→ Aufgaben
(a) Beantworte diese Fragen zum Text über das ADHS-Urteil:
(i) In welchem Studiengang ist der Kläger eingeschrieben?
(ii) Welches Gericht hat die Klage zuerst abgewiesen?
(iii) Worauf hat sich das Oberverwaltungsgericht Münster bei seiner Entscheidung gestützt?
(b) Schreib den Text über das ADHS-Urteil nach seinem letzten Satz weiter.

Ein Rücktritt von Prüfungen ist bei einer ADHS-Erkrankung im Erwachsenenalter nicht möglich, da es sich prüfungsrechtlich um ein Dauerleiden handelt.

Mit dieser Begründung hat das Oberverwaltungsgericht Münster in dem hier vorliegenden Fall eines Klägers, der im Studiengang Bachelor of Laws eingeschrieben ist, der Berufung keinen Erfolg beschieden. Der Kläger war nach Diagnostizierung der ADHS-Erkrankung (Aufmerksamkeitsdefizit-/Hyperaktivitätsstörung) von erfolglosen Prüfungsversuchen zurückgetreten und wollte neue Prüfungschancen gewährt bekommen. Nachdem die Klage vom Verwaltungsgericht Arnsberg 1 abgewiesen worden ist, hat der Kläger sein Ziel vor dem Oberverwaltungsgericht Münster weiter verfolgt.
In seiner Entscheidung hat sich das Oberverwaltungsgericht Münster auf ein medizinisches Sachverständigengutachten gestützt, nach dem ADHS im Erwachsenenalter als Dauerleiden anzusehen ist. Ein Dauerleiden sei eine Beeinträchtigung des Gesundheitszustands, die die erhebliche Einschränkung der Leistungsfähigkeit trotz ärztlicher Hilfe prognostisch nicht nur vorübergehend, sondern dauerhaft oder doch auf unbestimmte, nicht absehbare Zeit ohne sichere Heilungschance bedinge. Dauerleiden prägten als persönlichkeitsbedingte Eigenschaften die Leistungsfähigkeit des Prüflings. Ihre Folgen bestimmten deshalb im Gegensatz zu sonstigen krankheitsbedingten Leistungsminderungen das normale Leistungsbild des Prüflings. Sie seien mithin zur Beurteilung der Befähigung bedeutsam, die durch die Prüfung festzustellen sei.

→ Gespeicherte Einträge
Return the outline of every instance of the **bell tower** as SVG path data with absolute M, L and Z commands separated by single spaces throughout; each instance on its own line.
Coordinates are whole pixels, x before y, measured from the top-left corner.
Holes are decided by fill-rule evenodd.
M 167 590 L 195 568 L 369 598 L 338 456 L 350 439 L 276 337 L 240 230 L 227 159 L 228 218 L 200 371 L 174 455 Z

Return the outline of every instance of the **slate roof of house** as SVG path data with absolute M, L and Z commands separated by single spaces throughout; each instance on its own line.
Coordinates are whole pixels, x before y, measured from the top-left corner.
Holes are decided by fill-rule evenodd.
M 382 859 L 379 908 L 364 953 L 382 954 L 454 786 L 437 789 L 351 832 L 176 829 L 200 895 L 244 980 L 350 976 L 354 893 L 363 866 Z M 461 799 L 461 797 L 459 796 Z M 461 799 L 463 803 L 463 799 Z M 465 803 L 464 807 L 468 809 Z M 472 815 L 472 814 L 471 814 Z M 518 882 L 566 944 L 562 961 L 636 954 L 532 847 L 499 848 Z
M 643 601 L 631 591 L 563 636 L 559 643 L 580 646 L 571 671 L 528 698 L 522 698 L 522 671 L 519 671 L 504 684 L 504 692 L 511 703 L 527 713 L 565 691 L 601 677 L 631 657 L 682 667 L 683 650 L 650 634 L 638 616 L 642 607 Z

→ Lösungen
(a)
(i) Bachelor of Laws
(ii) Das Verwaltungsgericht Arnsberg
(iii) Auf ein medizinisches Sachverständigengutachten

(b)
Die Erkrankung ADHS im Erwachsenenalter sei nach gegenwärtigem Forschungsstand nicht heilbar, auch weil die genauen Ursachen nicht bekannt seien. Die erforderliche medizinische Behandlung durch monatelange Psychotherapie und gegebenenfalls zusätzlich medikamentös durch Methylphenidat sei daher nur auf den Umgang mit den Krankheitssymptomen mit dem Ziel der Verbesserung der Alltagskompetenz und der Lebensqualität gerichtet. Die angestrebte Persönlichkeitsveränderung hin zu einem prüfungsrechtlichen "Normalzustand", der als "gesund" oder jedenfalls im Wesentlichen "symptomfrei" zu bewerten sei, könne nicht hinreichend sicher erreicht werden; das wäre nur dann der Fall, wenn ein solcher Behandlungserfolg nur ausnahmsweise nicht erreichbar wäre. Außerdem erfordere selbst eine erfolgreiche Behandlung nicht absehbare Zeit. Beides schließe die Bewertung der Krankheit als eine zum Prüfungsrücktritt berechtigende Erkrankung, die nur zu einer zeitweisen Beeinträchtigung des physischen oder psychischen Zustands eines Prüflings führt, aus.
Folglich berechtigt diese Erkrankung nicht zum Rücktritt von Prüfungen.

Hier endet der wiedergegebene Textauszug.